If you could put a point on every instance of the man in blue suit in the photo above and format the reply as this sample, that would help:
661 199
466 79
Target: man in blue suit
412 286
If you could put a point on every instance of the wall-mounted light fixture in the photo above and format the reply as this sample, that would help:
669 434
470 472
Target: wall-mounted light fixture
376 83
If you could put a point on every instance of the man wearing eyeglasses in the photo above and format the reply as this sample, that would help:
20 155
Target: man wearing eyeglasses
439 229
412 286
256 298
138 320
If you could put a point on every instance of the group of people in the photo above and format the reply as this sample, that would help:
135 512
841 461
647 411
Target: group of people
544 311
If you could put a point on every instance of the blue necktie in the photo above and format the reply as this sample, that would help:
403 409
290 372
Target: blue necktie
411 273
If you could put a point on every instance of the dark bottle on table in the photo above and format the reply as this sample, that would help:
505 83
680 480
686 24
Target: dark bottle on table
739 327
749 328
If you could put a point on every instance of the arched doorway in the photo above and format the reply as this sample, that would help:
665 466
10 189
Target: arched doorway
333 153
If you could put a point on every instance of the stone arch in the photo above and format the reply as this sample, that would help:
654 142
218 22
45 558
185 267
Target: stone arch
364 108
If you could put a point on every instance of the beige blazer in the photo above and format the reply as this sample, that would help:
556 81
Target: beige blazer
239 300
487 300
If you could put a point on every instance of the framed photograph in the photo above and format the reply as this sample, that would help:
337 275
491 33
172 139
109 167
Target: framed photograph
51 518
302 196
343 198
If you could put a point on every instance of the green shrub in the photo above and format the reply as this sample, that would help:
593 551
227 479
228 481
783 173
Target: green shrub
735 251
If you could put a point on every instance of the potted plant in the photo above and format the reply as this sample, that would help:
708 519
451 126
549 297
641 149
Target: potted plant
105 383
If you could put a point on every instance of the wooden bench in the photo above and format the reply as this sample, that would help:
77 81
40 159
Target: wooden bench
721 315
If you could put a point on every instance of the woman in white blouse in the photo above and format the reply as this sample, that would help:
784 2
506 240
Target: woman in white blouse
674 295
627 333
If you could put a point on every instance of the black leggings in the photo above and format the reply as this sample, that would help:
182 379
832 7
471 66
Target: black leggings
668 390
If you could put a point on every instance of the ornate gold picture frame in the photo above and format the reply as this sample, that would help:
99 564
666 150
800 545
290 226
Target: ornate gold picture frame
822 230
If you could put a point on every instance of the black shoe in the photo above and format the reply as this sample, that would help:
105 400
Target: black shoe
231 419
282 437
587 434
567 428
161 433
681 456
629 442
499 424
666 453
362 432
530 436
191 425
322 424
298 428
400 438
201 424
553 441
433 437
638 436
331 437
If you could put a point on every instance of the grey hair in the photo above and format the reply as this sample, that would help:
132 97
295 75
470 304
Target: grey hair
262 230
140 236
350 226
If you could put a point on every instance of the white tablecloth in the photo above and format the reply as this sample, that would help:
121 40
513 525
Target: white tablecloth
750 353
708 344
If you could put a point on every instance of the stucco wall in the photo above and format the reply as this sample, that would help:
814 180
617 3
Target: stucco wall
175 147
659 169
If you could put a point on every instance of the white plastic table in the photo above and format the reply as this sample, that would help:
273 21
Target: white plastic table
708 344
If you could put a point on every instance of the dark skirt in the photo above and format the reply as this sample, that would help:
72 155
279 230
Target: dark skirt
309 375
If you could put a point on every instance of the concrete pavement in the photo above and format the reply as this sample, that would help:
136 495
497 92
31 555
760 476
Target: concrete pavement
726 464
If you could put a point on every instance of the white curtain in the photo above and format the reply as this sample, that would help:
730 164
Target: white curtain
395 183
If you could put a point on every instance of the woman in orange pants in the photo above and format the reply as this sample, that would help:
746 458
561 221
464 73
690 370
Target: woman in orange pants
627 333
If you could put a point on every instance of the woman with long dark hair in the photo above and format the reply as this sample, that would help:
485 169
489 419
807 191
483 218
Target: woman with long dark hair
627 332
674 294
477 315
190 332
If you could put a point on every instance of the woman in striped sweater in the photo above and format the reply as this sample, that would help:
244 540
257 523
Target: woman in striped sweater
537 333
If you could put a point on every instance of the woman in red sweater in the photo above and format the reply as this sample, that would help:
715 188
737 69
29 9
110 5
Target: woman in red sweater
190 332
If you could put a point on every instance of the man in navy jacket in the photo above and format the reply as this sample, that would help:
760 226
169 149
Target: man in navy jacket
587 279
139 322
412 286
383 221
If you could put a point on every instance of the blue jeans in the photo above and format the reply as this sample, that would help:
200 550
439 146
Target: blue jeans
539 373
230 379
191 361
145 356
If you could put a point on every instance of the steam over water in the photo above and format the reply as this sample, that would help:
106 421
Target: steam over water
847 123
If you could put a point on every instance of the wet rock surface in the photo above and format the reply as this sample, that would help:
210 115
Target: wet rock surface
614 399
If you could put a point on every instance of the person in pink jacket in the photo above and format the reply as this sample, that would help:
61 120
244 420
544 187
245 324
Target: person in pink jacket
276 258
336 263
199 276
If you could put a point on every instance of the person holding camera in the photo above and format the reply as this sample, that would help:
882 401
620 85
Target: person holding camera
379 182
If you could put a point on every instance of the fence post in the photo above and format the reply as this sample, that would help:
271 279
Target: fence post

§ **SET TASK**
Please render the whole listing above as a Markdown table with two columns: Row for the row number and Line for the text of each line. Leave out blank lines.

§ **OUTPUT OF THE TASK**
| Row | Line |
|---|---|
| 1 | If you could put a point on every instance of the man in blue suit in the photo above and format the reply as this sample, that would help: |
| 2 | 661 199 |
| 3 | 466 79 |
| 4 | Target: man in blue suit |
| 5 | 412 286 |
| 6 | If you could put a point on every instance of the wall-mounted light fixture in the photo above and format the reply as this sample, that would help: |
| 7 | 669 434 |
| 8 | 470 472 |
| 9 | Target: wall-mounted light fixture |
| 10 | 376 83 |
| 11 | If you could put a point on every instance of the man wearing eyeglasses in the photo above and format the reply as this sample, that would help: |
| 12 | 20 155 |
| 13 | Target: man wearing eyeglasses |
| 14 | 439 229 |
| 15 | 412 286 |
| 16 | 256 298 |
| 17 | 138 320 |
| 18 | If you could put a point on every instance of the group of people in the photo above and format the reply as this sample, that would help: |
| 19 | 135 512 |
| 20 | 841 461 |
| 21 | 647 411 |
| 22 | Target: group of people |
| 23 | 544 311 |
| 24 | If you could put a point on every instance of the blue necktie in the photo above and format the reply as this sample, that would help: |
| 25 | 403 409 |
| 26 | 290 372 |
| 27 | Target: blue necktie |
| 28 | 411 273 |
| 29 | If you could put a point on every instance of the dark bottle on table in the photo above and format the reply as this sample, that would help: |
| 30 | 505 83 |
| 31 | 680 480 |
| 32 | 686 24 |
| 33 | Target: dark bottle on table |
| 34 | 739 327 |
| 35 | 749 328 |
| 36 | If you could put a point on every instance of the arched doorway in the photo above and format the reply as this sample, that would help: |
| 37 | 665 466 |
| 38 | 10 189 |
| 39 | Target: arched doorway |
| 40 | 333 153 |
| 41 | If you could put a point on every instance of the stone arch in the photo above and format the reply as this sample, that would help: |
| 42 | 654 142 |
| 43 | 218 22 |
| 44 | 45 558 |
| 45 | 185 267 |
| 46 | Target: stone arch |
| 47 | 364 108 |
| 48 | If you could put a point on every instance of the beige blazer in the photo above and format the reply as this sample, that would help: |
| 49 | 556 81 |
| 50 | Target: beige blazer |
| 51 | 239 300 |
| 52 | 487 300 |
| 53 | If you could put a point on every instance of the framed photograph in the photo above and format the reply as this sample, that would help: |
| 54 | 337 275 |
| 55 | 491 33 |
| 56 | 172 139 |
| 57 | 109 167 |
| 58 | Target: framed photograph |
| 59 | 51 518 |
| 60 | 302 196 |
| 61 | 343 198 |
| 62 | If you could put a point on every instance of the green shrub in the photo above and format the reply as this sample, that would help: |
| 63 | 593 551 |
| 64 | 227 479 |
| 65 | 228 481 |
| 66 | 783 173 |
| 67 | Target: green shrub |
| 68 | 735 251 |
| 69 | If you could put a point on every instance of the potted plant in the photo above and format the reply as this sample, that would help: |
| 70 | 708 519 |
| 71 | 451 126 |
| 72 | 549 297 |
| 73 | 641 149 |
| 74 | Target: potted plant |
| 75 | 105 383 |
| 76 | If you could put a point on every instance of the wooden bench in the photo above and format the reply as this sample, that would help: |
| 77 | 77 81 |
| 78 | 40 159 |
| 79 | Target: wooden bench |
| 80 | 721 315 |
| 81 | If you could put a point on every instance of the woman in white blouse in the photo above and format the reply as this sample, that would help: |
| 82 | 784 2 |
| 83 | 506 240 |
| 84 | Target: woman in white blouse |
| 85 | 674 295 |
| 86 | 627 333 |
| 87 | If you could put a point on every instance of the black leggings in the photo above and format the reply as this sample, that would help: |
| 88 | 182 379 |
| 89 | 832 7 |
| 90 | 471 66 |
| 91 | Target: black leggings |
| 92 | 668 390 |
| 93 | If you could put a point on every instance of the ornate gold picture frame in the photo above and format the reply as this sample, that would help: |
| 94 | 99 564 |
| 95 | 666 150 |
| 96 | 800 545 |
| 97 | 290 226 |
| 98 | Target: ornate gold picture frame |
| 99 | 822 230 |
| 100 | If you could put a point on every instance of the black shoe in the photo above and format the reply as this sample, that would help: |
| 101 | 105 400 |
| 102 | Target: black shoe |
| 103 | 231 419 |
| 104 | 282 437 |
| 105 | 587 434 |
| 106 | 567 428 |
| 107 | 161 433 |
| 108 | 681 456 |
| 109 | 629 442 |
| 110 | 499 424 |
| 111 | 666 453 |
| 112 | 362 432 |
| 113 | 530 436 |
| 114 | 191 425 |
| 115 | 322 424 |
| 116 | 298 428 |
| 117 | 400 438 |
| 118 | 201 424 |
| 119 | 553 441 |
| 120 | 433 437 |
| 121 | 638 436 |
| 122 | 331 437 |
| 123 | If you could put a point on every instance of the grey hair in the photo above and format the reply as this sample, that would help: |
| 124 | 132 97 |
| 125 | 295 75 |
| 126 | 470 304 |
| 127 | Target: grey hair |
| 128 | 262 230 |
| 129 | 140 236 |
| 130 | 350 226 |
| 131 | If you could put a point on every instance of the white tablecloth in the photo above and format the reply as this sample, that would help: |
| 132 | 121 40 |
| 133 | 513 525 |
| 134 | Target: white tablecloth |
| 135 | 750 353 |
| 136 | 708 344 |
| 137 | If you could put a point on every instance of the stucco wall in the photo above and format the reply as this sample, that would help: |
| 138 | 814 180 |
| 139 | 617 3 |
| 140 | Target: stucco wall |
| 141 | 175 147 |
| 142 | 659 169 |
| 143 | If you could put a point on every instance of the white plastic table in the photo above and format the reply as this sample, that would help: |
| 144 | 273 21 |
| 145 | Target: white plastic table |
| 146 | 708 344 |
| 147 | If you could put a point on every instance of the dark skirt in the photo above and format the reply as this sample, that would help: |
| 148 | 72 155 |
| 149 | 279 230 |
| 150 | Target: dark skirt |
| 151 | 309 375 |
| 152 | If you could put a point on every instance of the concrete pavement in the photo above and format the reply as this sample, that would help: |
| 153 | 136 495 |
| 154 | 497 92 |
| 155 | 31 555 |
| 156 | 760 476 |
| 157 | Target: concrete pavement |
| 158 | 726 464 |
| 159 | If you could put a point on every instance of the white curtain in the photo above and format the reply as this sample, that would help: |
| 160 | 730 164 |
| 161 | Target: white curtain |
| 162 | 395 183 |
| 163 | If you could put a point on every instance of the woman in orange pants in the photo above and format the reply as this sample, that would help: |
| 164 | 746 458 |
| 165 | 561 221 |
| 166 | 464 73 |
| 167 | 690 370 |
| 168 | Target: woman in orange pants |
| 169 | 627 333 |
| 170 | If you could put a point on every instance of the woman with long dark hair in the photo above and format the reply as this sample, that would help: |
| 171 | 485 169 |
| 172 | 489 419 |
| 173 | 807 191 |
| 174 | 483 218 |
| 175 | Target: woman with long dark hair |
| 176 | 627 332 |
| 177 | 674 294 |
| 178 | 477 315 |
| 179 | 190 332 |
| 180 | If you could put a point on every instance of the woman in striped sweater in the photo above and format the reply as this sample, that would help: |
| 181 | 244 540 |
| 182 | 257 523 |
| 183 | Target: woman in striped sweater |
| 184 | 537 333 |
| 185 | If you could put a point on every instance of the woman in red sweater in the photo above and format the reply as this sample, that would help: |
| 186 | 715 188 |
| 187 | 737 69 |
| 188 | 29 9 |
| 189 | 110 5 |
| 190 | Target: woman in red sweater |
| 191 | 190 332 |
| 192 | If you could put a point on every instance of the man in navy jacket in the photo above and format the reply as this sample, that would help: |
| 193 | 760 226 |
| 194 | 169 149 |
| 195 | Target: man in navy jacket |
| 196 | 587 279 |
| 197 | 139 322 |
| 198 | 412 286 |
| 199 | 383 221 |
| 200 | If you could put a point on every instance of the blue jeans in the photo above and format the reply as this sample, that would help: |
| 201 | 200 550 |
| 202 | 439 146 |
| 203 | Target: blue jeans |
| 204 | 539 373 |
| 205 | 230 379 |
| 206 | 191 361 |
| 207 | 145 356 |
| 208 | If you could put a point on every instance of the steam over water in the photo above and format the reply as this sample, that would help: |
| 209 | 106 421 |
| 210 | Target: steam over water |
| 211 | 847 123 |
| 212 | If you could put a point on every instance of the wet rock surface in the photo above and format the reply as this sample, that would help: |
| 213 | 210 115 |
| 214 | Target: wet rock surface |
| 215 | 614 399 |
| 216 | If you could put a point on every instance of the person in pink jacket in the photo above and format the reply as this sample, that would help: |
| 217 | 61 120 |
| 218 | 244 420 |
| 219 | 544 187 |
| 220 | 245 324 |
| 221 | Target: person in pink jacket |
| 222 | 276 258 |
| 223 | 336 263 |
| 224 | 199 276 |
| 225 | If you could put a point on every instance of the person holding camera in the photo above and format the reply as this sample, that would help: |
| 226 | 882 401 |
| 227 | 620 85 |
| 228 | Target: person holding camera |
| 229 | 379 182 |
| 230 | If you could put a point on every instance of the fence post in the photo above and format the reply as this sample, that would help: |
| 231 | 271 279 |
| 232 | Target: fence post |